Copy nothing but the text: repeat each entry exactly and drop the images.

<<<<

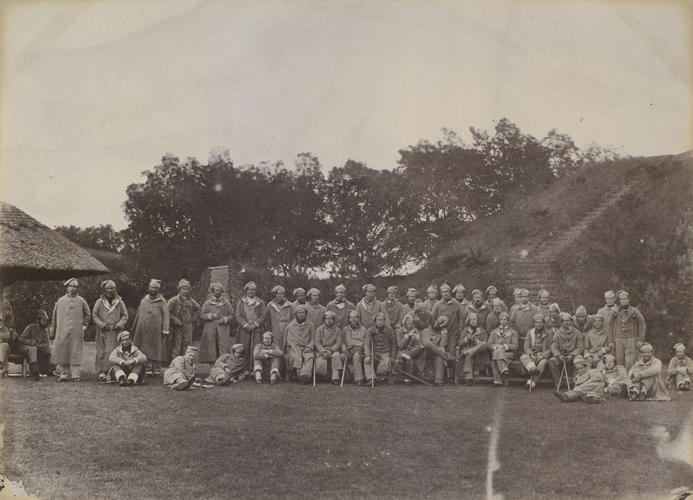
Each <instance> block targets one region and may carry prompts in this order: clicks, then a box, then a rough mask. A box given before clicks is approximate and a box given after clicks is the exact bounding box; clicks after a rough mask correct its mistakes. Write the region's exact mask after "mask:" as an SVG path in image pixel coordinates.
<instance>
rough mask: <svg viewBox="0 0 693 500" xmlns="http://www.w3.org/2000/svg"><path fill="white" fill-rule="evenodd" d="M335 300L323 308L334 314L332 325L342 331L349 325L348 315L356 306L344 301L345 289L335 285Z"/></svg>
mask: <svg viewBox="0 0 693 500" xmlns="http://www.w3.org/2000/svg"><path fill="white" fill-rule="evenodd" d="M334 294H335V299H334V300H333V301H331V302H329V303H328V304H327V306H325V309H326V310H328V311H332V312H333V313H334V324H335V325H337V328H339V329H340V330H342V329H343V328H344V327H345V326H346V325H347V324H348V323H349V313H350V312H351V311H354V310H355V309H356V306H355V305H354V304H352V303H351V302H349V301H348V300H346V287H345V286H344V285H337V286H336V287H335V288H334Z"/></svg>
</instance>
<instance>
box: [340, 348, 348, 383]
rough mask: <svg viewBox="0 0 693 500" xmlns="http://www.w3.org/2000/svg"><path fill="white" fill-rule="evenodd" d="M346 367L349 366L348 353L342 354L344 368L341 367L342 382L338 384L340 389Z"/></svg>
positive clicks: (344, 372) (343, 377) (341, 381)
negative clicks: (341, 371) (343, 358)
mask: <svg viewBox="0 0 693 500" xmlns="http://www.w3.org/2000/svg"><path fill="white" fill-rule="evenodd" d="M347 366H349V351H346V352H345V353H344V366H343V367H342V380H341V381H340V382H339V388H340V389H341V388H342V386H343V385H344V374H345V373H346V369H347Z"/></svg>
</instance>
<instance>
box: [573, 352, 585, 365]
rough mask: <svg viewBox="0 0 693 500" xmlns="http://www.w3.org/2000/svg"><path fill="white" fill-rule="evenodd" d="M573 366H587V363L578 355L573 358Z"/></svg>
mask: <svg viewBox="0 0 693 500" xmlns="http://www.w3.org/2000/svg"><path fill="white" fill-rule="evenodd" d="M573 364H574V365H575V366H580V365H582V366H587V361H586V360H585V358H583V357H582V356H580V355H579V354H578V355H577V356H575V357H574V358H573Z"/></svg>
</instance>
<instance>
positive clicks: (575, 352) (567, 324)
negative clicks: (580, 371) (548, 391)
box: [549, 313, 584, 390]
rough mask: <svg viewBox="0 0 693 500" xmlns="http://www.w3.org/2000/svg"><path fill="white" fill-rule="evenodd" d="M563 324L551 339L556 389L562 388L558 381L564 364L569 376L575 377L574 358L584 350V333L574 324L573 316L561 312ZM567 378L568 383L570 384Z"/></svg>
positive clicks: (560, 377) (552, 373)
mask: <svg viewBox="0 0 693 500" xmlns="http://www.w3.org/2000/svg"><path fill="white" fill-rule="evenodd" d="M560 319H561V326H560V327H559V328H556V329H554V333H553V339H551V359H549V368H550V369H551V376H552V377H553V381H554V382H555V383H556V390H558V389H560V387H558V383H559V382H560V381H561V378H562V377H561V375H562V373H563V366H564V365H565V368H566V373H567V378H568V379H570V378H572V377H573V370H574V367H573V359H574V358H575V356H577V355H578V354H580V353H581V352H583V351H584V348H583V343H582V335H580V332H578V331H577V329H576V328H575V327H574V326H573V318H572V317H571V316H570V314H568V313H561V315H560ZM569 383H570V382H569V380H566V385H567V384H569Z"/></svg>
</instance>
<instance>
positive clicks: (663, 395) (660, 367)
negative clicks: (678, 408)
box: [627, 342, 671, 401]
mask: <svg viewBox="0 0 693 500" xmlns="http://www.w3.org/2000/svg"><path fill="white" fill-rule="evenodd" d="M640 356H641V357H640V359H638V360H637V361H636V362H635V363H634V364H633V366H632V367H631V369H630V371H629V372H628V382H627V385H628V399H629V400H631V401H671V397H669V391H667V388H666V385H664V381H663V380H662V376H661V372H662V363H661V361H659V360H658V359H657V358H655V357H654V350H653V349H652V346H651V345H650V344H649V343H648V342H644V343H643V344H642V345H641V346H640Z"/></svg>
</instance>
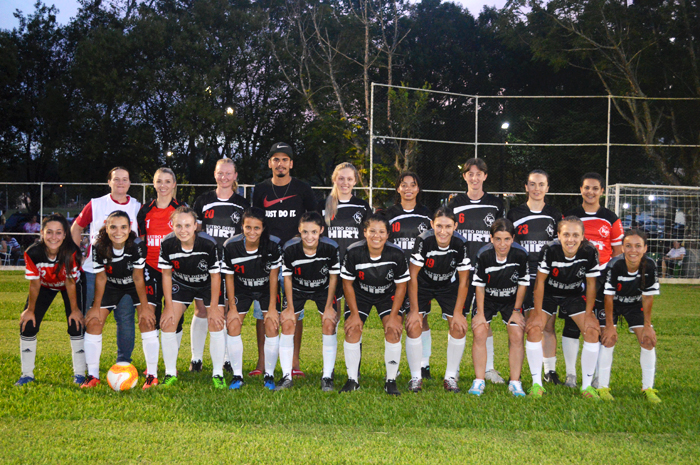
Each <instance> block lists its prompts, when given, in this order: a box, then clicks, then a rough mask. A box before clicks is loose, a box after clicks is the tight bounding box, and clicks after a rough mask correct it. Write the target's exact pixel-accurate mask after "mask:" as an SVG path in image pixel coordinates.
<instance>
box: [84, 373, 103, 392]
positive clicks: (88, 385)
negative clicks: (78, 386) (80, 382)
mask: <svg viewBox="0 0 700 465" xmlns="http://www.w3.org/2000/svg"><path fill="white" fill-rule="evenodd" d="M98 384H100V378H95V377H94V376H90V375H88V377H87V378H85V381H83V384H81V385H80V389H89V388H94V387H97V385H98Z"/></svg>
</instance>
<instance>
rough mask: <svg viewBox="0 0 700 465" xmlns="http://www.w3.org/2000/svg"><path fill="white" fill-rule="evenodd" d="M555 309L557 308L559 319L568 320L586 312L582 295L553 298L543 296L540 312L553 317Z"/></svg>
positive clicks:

>>>>

Final answer:
Each <instance> block targets one region and may carry prompts in this order: clicks, then a box, then a rough mask. A box given before clicks is approximate and a box given after clicks is the exact bounding box; clicks after a rough mask correct its mistakes. Write the region's exact mask after "mask:" as an SVG path in image pixel coordinates.
<instance>
rough mask: <svg viewBox="0 0 693 500" xmlns="http://www.w3.org/2000/svg"><path fill="white" fill-rule="evenodd" d="M335 300L323 308L334 314L332 325L342 331L349 325L348 315L356 306L344 301L345 289L335 285Z"/></svg>
mask: <svg viewBox="0 0 693 500" xmlns="http://www.w3.org/2000/svg"><path fill="white" fill-rule="evenodd" d="M334 294H335V299H334V300H333V301H331V302H329V303H328V304H327V306H325V309H326V310H328V311H332V312H333V313H334V324H335V325H337V328H339V329H340V330H342V329H343V328H344V327H345V326H346V325H347V324H348V323H349V313H350V312H351V311H354V310H355V309H356V306H355V305H354V304H352V303H351V302H349V301H348V300H346V287H345V286H344V285H337V286H336V287H335V288H334Z"/></svg>
</instance>
<instance>
box: [340, 348, 348, 383]
rough mask: <svg viewBox="0 0 693 500" xmlns="http://www.w3.org/2000/svg"><path fill="white" fill-rule="evenodd" d="M346 367L349 366L348 353L342 354L344 368L341 367L342 382L338 384L340 389Z"/></svg>
positive clicks: (344, 372) (343, 377) (341, 381)
negative clicks: (341, 371) (343, 358)
mask: <svg viewBox="0 0 693 500" xmlns="http://www.w3.org/2000/svg"><path fill="white" fill-rule="evenodd" d="M347 366H349V351H346V352H345V353H344V366H343V367H342V380H341V381H340V382H339V388H340V389H341V388H342V386H343V385H344V374H345V373H346V369H347Z"/></svg>
</instance>
<instance>
box: [573, 352, 585, 365]
rough mask: <svg viewBox="0 0 693 500" xmlns="http://www.w3.org/2000/svg"><path fill="white" fill-rule="evenodd" d="M573 366H587V363L578 355L573 358Z"/></svg>
mask: <svg viewBox="0 0 693 500" xmlns="http://www.w3.org/2000/svg"><path fill="white" fill-rule="evenodd" d="M573 364H574V365H575V366H580V365H582V366H587V361H586V360H585V358H583V357H582V356H580V355H579V354H578V355H577V356H575V357H574V358H573Z"/></svg>
</instance>
<instance>
positive clicks: (575, 352) (567, 324)
negative clicks: (580, 371) (548, 391)
box: [549, 313, 584, 390]
rough mask: <svg viewBox="0 0 693 500" xmlns="http://www.w3.org/2000/svg"><path fill="white" fill-rule="evenodd" d="M563 324L551 339L556 389L562 388L558 381L564 364L569 376L575 377L574 358L584 350V333L574 324L573 316L561 312ZM567 378L568 383L570 384Z"/></svg>
positive clicks: (560, 377) (552, 373)
mask: <svg viewBox="0 0 693 500" xmlns="http://www.w3.org/2000/svg"><path fill="white" fill-rule="evenodd" d="M560 319H561V326H560V327H559V328H556V329H554V333H553V339H551V359H549V368H550V369H551V376H552V377H553V381H554V382H555V383H556V390H558V389H560V387H558V383H559V382H560V381H561V378H562V377H561V375H562V373H563V366H564V365H565V368H566V373H567V378H568V379H570V378H572V377H573V370H574V367H573V359H574V358H575V356H577V355H578V354H580V353H581V352H583V351H584V348H583V343H582V335H580V332H578V331H577V329H576V328H575V327H574V326H573V318H572V317H571V316H570V314H568V313H561V315H560ZM569 383H570V382H569V380H566V385H567V384H569Z"/></svg>
</instance>
<instance>
positive clicks: (663, 395) (660, 367)
negative clicks: (678, 408)
box: [627, 342, 671, 401]
mask: <svg viewBox="0 0 693 500" xmlns="http://www.w3.org/2000/svg"><path fill="white" fill-rule="evenodd" d="M640 356H641V357H640V359H638V360H637V361H636V362H635V363H634V364H633V366H632V367H631V369H630V371H629V372H628V382H627V385H628V399H629V400H631V401H671V397H669V391H667V388H666V385H664V381H663V380H662V376H661V372H662V363H661V361H659V360H658V359H657V358H655V357H654V350H653V349H652V346H651V345H650V344H649V343H648V342H644V343H643V344H642V345H641V346H640Z"/></svg>
</instance>
Each <instance> block lists its prompts, when given, in this order: a box, then clicks, then a rough mask. A box before clicks is loose, a box after clicks is the tight bounding box, and clicks after a rough mask correct it. Write the target's exact pixel-accurate mask after "mask:" as an SVG path in image pixel coordinates.
<instance>
box: [84, 373, 103, 392]
positive clicks: (88, 385)
negative clicks: (78, 386) (80, 382)
mask: <svg viewBox="0 0 700 465" xmlns="http://www.w3.org/2000/svg"><path fill="white" fill-rule="evenodd" d="M98 384H100V378H95V377H94V376H90V375H88V377H87V378H85V381H83V384H81V385H80V389H89V388H94V387H97V385H98Z"/></svg>
</instance>
<instance>
rough mask: <svg viewBox="0 0 700 465" xmlns="http://www.w3.org/2000/svg"><path fill="white" fill-rule="evenodd" d="M555 309L557 308L559 319L568 320L586 312L582 295L553 298L543 296L540 312L553 317Z"/></svg>
positive clicks:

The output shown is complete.